What the task requires: Summarize the passage about Thom Gunn's poetry in two sentences.

Exercise text:
August Kleinzahler praises Thom Gunn for being “an Elizabethan poet in modern guise,” and I couldn’t have described him better. Gunn, especially in his later career, is a champion of formal delicacy, and of modernism – a coalescence of high art and the vulgar interwoven together in a way that makes him a master poet. This collection, however, while taking a broad view of Gunn’s work, reveals as it conceals: it presents a Thom Gunn in total command of iambs and intricate pentameters and enjambments with metallic rhyme and their sharp, acerbic sound relationships, and a Thom Gunn wildly tripping on LSD, a master poet inundated with pop culture, with counterculture. It’s as if Gunn has made a specialty of playing style against subject as he contends with the outré-decadent, the out-of-control, through tightly controlled meters and with the systematized, the well-structured, through free, open forms.

Records provided:
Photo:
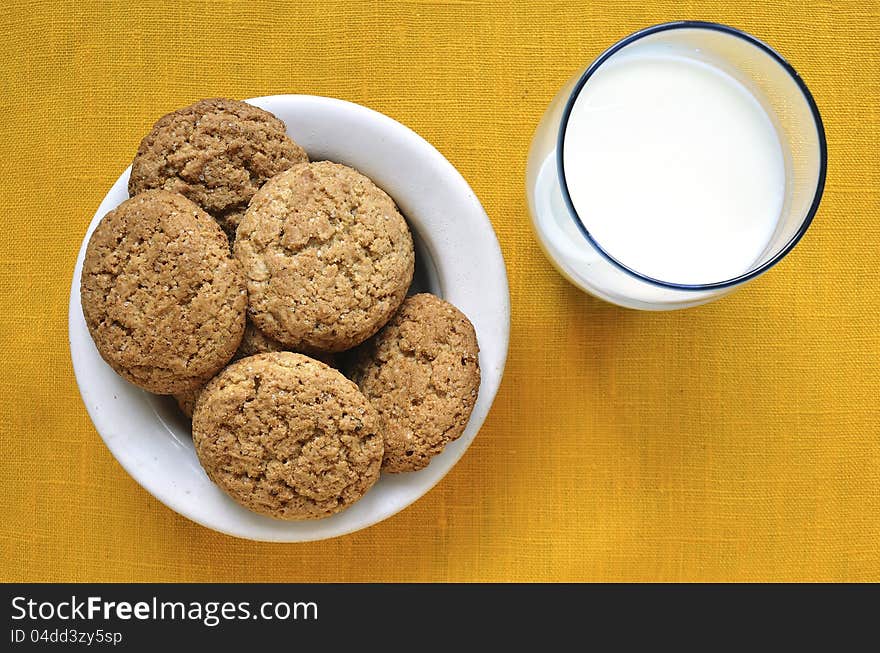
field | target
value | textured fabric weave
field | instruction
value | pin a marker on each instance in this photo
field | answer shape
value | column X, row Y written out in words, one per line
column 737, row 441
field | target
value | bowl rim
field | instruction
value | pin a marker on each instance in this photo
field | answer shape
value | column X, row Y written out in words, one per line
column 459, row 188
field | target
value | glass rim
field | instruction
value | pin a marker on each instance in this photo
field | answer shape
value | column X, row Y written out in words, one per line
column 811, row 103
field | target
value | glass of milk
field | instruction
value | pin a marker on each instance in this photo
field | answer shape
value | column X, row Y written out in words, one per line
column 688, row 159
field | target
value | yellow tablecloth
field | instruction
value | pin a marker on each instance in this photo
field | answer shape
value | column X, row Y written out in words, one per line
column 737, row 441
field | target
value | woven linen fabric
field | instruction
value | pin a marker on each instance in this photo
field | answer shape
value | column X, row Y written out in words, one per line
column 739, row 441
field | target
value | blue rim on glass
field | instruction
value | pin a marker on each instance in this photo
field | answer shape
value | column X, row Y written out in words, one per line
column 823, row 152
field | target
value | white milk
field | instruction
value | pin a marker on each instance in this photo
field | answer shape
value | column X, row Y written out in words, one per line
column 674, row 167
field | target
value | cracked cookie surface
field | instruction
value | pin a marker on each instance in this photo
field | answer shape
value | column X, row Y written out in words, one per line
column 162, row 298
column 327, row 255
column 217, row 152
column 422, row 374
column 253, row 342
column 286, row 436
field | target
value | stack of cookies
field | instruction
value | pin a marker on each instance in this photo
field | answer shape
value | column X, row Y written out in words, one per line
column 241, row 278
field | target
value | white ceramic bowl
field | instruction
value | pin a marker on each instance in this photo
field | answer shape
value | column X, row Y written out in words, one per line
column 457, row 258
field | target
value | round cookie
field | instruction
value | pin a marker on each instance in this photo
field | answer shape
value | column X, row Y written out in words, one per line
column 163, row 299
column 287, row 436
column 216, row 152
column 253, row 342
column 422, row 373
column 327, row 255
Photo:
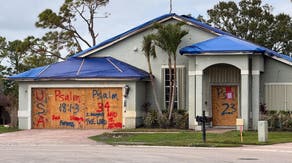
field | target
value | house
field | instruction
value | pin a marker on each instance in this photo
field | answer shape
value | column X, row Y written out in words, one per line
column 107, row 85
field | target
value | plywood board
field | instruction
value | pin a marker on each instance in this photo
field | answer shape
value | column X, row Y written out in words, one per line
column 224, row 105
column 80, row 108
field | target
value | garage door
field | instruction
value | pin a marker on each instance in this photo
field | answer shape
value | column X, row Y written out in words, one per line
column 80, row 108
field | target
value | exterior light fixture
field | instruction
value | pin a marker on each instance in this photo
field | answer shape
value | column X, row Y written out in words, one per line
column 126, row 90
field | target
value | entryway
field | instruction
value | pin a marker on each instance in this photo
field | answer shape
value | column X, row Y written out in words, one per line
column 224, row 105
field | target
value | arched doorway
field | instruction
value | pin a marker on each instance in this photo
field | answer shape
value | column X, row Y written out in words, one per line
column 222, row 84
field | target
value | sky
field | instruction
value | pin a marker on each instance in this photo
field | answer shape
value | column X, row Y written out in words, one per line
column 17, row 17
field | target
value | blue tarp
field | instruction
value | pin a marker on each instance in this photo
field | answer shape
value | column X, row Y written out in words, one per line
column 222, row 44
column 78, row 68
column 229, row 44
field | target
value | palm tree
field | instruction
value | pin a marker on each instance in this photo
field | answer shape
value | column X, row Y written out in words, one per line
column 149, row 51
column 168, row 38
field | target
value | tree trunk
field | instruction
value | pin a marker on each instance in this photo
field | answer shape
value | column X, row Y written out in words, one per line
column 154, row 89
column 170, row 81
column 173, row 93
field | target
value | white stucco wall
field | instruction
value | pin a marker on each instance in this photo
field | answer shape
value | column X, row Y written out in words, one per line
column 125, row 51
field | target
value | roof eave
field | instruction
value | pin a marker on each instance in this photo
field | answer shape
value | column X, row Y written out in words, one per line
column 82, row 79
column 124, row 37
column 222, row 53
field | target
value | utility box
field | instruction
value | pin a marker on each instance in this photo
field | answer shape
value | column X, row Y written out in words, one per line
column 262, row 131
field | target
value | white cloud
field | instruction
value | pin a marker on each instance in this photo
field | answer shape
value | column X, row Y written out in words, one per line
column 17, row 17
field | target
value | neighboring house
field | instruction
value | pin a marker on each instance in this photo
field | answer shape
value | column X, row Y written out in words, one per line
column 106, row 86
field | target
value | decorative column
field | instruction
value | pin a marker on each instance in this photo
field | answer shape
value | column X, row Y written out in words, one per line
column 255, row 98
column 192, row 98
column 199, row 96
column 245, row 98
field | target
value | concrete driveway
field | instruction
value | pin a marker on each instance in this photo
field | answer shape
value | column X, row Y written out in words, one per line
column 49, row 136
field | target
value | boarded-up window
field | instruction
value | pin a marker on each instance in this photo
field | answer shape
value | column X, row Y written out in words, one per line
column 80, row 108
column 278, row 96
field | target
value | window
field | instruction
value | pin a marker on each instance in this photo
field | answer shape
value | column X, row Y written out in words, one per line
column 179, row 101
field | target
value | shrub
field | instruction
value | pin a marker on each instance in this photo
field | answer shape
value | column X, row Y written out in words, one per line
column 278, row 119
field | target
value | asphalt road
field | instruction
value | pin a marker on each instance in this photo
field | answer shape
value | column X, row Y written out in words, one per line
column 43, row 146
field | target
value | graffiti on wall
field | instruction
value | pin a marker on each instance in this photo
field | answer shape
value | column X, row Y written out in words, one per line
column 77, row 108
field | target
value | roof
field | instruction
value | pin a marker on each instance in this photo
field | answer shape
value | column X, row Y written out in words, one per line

Your response: Gunn is presented as a master poet who champions formal delicacy and modernism, weaving high art and the vulgar together. The collection shows him both in full command of meter, enjambment and rhyme and immersed in LSD, pop culture and counterculture, often treating out-of-control subjects in tight meters and structured ones in free, open forms.